■ **About this task**
For each line in the records that contains "cliff", make a copy.

Free-text object descriptions:
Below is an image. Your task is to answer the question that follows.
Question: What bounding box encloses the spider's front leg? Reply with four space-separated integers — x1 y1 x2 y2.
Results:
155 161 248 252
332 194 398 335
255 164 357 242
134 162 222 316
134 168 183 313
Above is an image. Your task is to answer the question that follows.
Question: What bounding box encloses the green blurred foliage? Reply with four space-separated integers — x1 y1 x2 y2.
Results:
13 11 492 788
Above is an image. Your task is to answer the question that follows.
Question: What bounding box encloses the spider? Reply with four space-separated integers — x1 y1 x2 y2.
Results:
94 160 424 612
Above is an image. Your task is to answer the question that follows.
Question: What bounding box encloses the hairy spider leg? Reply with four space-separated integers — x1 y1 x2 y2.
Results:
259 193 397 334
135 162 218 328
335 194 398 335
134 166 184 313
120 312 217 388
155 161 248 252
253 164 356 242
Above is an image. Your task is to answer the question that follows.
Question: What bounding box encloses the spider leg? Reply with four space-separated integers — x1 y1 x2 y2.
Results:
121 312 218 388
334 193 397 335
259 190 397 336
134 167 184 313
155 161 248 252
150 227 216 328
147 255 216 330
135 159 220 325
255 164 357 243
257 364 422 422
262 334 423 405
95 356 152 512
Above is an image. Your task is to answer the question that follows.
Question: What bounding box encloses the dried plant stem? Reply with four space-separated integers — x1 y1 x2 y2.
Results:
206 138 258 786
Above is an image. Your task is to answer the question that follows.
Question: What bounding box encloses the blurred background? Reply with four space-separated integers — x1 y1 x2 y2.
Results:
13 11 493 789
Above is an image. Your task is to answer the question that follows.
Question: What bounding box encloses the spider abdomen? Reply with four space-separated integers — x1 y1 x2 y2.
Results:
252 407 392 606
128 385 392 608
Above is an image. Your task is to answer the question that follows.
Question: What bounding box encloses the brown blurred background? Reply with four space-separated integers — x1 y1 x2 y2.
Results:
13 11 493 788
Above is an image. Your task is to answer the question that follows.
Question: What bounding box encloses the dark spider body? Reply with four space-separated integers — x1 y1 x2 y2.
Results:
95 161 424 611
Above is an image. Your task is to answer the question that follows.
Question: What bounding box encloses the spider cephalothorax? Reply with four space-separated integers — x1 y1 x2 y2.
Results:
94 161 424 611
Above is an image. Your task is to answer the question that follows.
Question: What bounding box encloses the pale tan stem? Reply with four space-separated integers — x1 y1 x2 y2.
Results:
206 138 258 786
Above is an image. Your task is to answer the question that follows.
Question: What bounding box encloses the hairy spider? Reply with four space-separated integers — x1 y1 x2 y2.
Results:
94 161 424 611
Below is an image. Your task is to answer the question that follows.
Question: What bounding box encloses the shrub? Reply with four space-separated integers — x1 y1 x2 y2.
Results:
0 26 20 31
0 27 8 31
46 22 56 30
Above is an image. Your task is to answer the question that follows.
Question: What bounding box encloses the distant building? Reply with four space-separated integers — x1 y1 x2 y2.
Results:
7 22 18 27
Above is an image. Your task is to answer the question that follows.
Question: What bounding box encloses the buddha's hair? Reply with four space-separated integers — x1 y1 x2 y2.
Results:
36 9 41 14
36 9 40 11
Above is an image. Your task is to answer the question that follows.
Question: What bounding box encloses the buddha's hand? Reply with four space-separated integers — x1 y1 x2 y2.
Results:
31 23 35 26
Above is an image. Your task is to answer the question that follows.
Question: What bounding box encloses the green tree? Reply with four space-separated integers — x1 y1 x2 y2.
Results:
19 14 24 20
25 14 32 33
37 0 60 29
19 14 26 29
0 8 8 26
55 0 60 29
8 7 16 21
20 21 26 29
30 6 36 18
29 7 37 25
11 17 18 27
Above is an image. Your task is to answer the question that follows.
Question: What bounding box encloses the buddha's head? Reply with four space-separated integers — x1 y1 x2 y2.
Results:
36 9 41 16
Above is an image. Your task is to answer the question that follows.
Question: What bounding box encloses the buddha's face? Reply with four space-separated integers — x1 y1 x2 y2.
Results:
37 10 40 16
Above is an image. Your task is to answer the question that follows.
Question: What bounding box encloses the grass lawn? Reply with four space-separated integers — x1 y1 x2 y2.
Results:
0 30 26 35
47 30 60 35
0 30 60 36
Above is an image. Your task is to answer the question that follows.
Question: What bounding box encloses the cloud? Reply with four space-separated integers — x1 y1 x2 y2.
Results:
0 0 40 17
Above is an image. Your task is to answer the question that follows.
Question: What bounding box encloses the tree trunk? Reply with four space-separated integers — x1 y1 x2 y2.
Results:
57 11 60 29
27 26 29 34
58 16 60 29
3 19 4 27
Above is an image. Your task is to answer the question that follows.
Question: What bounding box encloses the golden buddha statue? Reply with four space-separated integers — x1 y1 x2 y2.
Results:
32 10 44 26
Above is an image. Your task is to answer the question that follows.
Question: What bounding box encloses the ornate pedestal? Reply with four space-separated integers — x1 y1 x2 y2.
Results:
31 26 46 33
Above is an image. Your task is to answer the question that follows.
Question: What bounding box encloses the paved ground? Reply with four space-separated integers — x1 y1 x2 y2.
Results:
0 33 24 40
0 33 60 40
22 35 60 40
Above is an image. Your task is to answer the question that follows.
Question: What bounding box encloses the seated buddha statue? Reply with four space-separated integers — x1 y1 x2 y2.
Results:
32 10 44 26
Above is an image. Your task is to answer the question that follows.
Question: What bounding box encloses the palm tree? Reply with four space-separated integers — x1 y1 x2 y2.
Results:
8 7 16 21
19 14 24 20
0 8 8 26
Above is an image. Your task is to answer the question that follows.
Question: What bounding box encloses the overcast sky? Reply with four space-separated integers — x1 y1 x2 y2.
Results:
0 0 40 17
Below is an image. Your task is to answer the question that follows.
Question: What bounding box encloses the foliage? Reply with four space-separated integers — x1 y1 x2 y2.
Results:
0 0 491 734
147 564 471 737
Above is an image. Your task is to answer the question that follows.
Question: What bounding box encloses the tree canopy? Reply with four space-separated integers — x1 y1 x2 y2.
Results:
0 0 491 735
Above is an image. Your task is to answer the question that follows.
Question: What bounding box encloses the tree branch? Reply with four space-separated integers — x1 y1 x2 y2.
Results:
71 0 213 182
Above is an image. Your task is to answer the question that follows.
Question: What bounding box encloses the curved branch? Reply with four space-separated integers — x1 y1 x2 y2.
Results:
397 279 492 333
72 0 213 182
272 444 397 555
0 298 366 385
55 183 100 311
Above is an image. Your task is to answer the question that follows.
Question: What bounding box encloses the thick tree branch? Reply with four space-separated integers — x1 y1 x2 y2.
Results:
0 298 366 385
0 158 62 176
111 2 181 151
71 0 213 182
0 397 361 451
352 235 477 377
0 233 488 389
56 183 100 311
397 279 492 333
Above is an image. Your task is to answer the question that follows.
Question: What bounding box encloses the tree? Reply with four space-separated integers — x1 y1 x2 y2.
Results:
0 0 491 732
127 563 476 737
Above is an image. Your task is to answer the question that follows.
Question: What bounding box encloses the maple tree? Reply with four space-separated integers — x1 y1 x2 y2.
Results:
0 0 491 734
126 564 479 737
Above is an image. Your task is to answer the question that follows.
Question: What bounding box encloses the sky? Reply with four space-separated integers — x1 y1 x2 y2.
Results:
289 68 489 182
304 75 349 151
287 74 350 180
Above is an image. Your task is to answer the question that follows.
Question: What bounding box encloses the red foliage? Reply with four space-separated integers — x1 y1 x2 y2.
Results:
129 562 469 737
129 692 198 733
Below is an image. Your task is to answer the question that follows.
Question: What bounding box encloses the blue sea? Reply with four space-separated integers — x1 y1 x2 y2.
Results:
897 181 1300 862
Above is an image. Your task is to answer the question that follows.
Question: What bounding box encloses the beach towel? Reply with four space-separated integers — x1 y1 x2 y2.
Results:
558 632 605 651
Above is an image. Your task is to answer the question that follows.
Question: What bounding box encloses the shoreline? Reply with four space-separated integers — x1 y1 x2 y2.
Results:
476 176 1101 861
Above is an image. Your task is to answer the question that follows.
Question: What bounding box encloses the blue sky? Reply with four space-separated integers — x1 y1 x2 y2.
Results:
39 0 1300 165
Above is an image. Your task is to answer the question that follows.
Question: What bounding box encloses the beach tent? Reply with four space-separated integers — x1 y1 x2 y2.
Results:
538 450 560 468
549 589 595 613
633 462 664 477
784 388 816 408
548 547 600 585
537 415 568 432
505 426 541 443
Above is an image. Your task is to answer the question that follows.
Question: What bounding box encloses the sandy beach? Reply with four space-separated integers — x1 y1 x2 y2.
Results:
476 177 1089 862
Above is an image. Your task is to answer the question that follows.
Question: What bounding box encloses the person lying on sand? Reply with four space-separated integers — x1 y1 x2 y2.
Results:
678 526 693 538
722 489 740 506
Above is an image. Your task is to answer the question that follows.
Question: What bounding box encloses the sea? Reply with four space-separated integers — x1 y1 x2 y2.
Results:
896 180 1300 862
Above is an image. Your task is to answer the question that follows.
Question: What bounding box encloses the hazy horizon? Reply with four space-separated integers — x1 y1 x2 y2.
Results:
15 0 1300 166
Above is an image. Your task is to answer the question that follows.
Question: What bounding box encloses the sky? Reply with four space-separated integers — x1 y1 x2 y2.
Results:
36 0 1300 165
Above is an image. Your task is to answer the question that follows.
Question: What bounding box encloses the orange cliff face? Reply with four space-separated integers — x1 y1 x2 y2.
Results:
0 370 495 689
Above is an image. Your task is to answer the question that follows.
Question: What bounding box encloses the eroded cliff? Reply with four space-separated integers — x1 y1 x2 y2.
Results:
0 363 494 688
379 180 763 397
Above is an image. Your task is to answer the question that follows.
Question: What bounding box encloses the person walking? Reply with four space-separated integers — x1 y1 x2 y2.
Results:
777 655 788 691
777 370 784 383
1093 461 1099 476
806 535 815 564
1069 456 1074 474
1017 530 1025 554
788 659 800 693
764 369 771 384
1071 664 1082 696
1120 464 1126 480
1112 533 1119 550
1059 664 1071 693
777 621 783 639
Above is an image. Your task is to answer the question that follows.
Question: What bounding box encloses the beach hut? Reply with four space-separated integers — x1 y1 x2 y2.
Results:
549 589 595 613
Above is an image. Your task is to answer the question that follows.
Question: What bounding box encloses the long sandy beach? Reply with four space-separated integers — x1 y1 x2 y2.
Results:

■ **Task output**
Question: What bounding box encloses the orange cliff face? Reply with four space-separated integers — x1 y1 x2 y2.
Question: What bounding box encloses the eroded cliff? Reply with four space-separated integers — x1 y1 x2 y2.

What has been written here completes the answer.